== EXTRACT PROVIDED ==
►
Urgent
Chamber Application
TAGU
J:
The
applicant has approached this court on an urgent basis seeking the
following relief -
“TERMS
OF THE FINAL ORDER
1.
That you show cause to the Honourable Court, if any, why a final
order should not be granted in the following terms:
(a)
That the use of the Applicant's title deeds by the 1st
Respondent in transacting with
the
2nd
Respondent without the consent of the Applicant be and is hereby
declared unlawful.
(b)
That the Applicant's immovable property, being Stand 2169
Mabelreign Township measuring 981 square metres, be and is hereby
released from execution.
Interim
relief sought
Pending
determination of this matter, the Applicant is granted the following
relief:
(a)
That the order to stay execution of Case No. HC5914/12 be and hereby
granted pending finalization of rescission of judgment in case
HC1122/15.
(b)
Costs on a higher scale be borne by the 1st
and 2nd
Respondent jointly and severally.
Service
of the provisional order
This
provisional order may be served on the Respondents or their legal
practitioners by an employee of the Applicant's legal practitioners
or the Deputy Sheriff.”
◄
== AIM ==
Condense the paragraph of the court extract that begins "Pending determination of this matter" into a short list that keeps its main facts. The data comes from a different source than the court extract.

== MATERIAL PROVIDED ==
►
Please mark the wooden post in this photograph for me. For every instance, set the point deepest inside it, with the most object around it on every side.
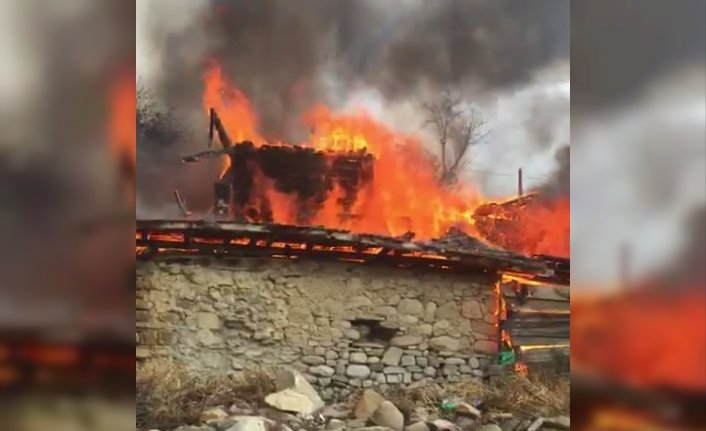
(520, 191)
◄
== FINISHED EXERCISE ==
- Execution of Case No. HC5914/12 is stayed until the rescission of judgment in case HC1122/15 is finalized.
- The 1st and 2nd Respondents bear costs on a higher scale, jointly and severally.